%%

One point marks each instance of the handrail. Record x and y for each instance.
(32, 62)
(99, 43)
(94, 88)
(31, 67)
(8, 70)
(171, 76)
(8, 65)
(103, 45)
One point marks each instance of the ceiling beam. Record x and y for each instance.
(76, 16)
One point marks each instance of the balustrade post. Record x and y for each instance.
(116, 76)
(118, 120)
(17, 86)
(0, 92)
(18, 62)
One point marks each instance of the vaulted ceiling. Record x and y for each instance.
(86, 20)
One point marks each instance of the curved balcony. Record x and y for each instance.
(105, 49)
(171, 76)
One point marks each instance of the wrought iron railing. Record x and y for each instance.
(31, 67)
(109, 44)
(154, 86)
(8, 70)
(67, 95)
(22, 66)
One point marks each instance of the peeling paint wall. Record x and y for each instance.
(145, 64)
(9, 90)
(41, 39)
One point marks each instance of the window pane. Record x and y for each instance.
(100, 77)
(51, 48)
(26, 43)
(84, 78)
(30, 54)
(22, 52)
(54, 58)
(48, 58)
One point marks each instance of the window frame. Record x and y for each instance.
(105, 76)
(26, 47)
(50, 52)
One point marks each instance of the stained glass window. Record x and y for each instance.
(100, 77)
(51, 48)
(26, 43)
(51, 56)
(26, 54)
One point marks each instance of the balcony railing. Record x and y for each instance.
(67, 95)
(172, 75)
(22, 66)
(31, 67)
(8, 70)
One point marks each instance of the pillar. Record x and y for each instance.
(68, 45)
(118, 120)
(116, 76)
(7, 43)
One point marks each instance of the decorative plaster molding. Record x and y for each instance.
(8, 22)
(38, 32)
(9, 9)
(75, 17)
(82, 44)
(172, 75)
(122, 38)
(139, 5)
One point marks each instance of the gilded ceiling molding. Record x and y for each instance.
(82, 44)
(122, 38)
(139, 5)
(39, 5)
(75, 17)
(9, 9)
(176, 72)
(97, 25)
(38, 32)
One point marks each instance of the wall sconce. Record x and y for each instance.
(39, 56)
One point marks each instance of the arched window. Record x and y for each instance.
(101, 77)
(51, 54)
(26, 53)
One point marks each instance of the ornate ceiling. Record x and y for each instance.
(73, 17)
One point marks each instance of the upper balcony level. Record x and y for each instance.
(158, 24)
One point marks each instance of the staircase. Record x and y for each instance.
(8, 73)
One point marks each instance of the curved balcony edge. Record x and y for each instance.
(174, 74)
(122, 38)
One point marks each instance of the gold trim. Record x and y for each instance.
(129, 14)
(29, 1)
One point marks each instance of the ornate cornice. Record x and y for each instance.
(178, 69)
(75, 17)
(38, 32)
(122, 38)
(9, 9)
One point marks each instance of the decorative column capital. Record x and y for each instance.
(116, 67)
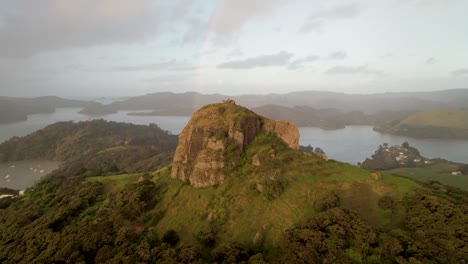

%%

■ TASK ITEM ■
Word for word, return the material above, but drop the pictures.

■ SOLUTION TO THIS TASK ■
One point marks each instance of the handrail. Record x and y for each instance.
(32, 62)
(99, 43)
(94, 88)
(31, 67)
(8, 70)
(171, 76)
(8, 65)
(103, 45)
One point marks each instance of the ceiling beam. Record x and y for each instance.
(76, 16)
One point marks each instance of the balustrade post. Record x and y for each instance.
(116, 76)
(118, 120)
(17, 86)
(0, 92)
(18, 62)
One point marks each instance of the vaulted ceiling. Record x and y for each instance.
(86, 20)
One point marks each instance of the curved balcony. Record x and y for each instance.
(105, 49)
(171, 76)
One point marks each instance of the wrought iron railing. Record x and y for each instance.
(31, 67)
(109, 44)
(154, 86)
(8, 70)
(67, 95)
(22, 66)
One point marks each instance of the peeling paint wall. Record x and y for each instance.
(145, 64)
(9, 90)
(41, 39)
One point marks each instance of the window pane. Record x and y for each instance.
(100, 77)
(51, 48)
(26, 43)
(84, 78)
(30, 54)
(22, 52)
(54, 58)
(48, 58)
One point marks each instance of the window frame. Record x and y for each instance.
(105, 76)
(26, 47)
(50, 52)
One point marks each instance of the stained glass window. Record x and y for each instance.
(100, 77)
(51, 48)
(26, 43)
(51, 56)
(26, 54)
One point marks each instance of the balcony railing. Record x and y for each instance.
(67, 95)
(172, 75)
(22, 66)
(31, 67)
(8, 70)
One point marks each instance of the pillar. Record x and y for each instance.
(68, 45)
(118, 120)
(116, 76)
(7, 43)
One point marks each instance of the decorative plaster molding. Record x and y for each instance.
(8, 22)
(38, 32)
(9, 9)
(75, 17)
(82, 44)
(172, 75)
(122, 38)
(139, 5)
One point marks each instance of the gilded ceiling molding. Record x and y for each instance.
(82, 44)
(122, 38)
(139, 5)
(39, 5)
(75, 17)
(9, 9)
(176, 72)
(97, 25)
(38, 32)
One point marks each instance of the wall sconce. Record x and y for each instance.
(39, 56)
One point marks each instance of the arched window. Record x and y for each instance.
(101, 77)
(51, 54)
(26, 53)
One point marks each instance of the ornate ceiling. Record x and y for each instance.
(73, 17)
One point marks each instance of the upper balcony level. Record x and y for each instance.
(158, 24)
One point marks each instance of the staircase. Record x and y for each instance.
(8, 73)
One point marks each instance of the curved balcony edge. Record x and y for each instance.
(174, 74)
(122, 38)
One point marks each instance of the gold trim. Record x and y for each instance.
(129, 14)
(29, 1)
One point marks each instance of the ornate cornice. Record x and y for each instance.
(178, 69)
(75, 17)
(38, 32)
(122, 38)
(9, 9)
One point marks each instance of the decorative column capital. Record x and y for each instance.
(116, 67)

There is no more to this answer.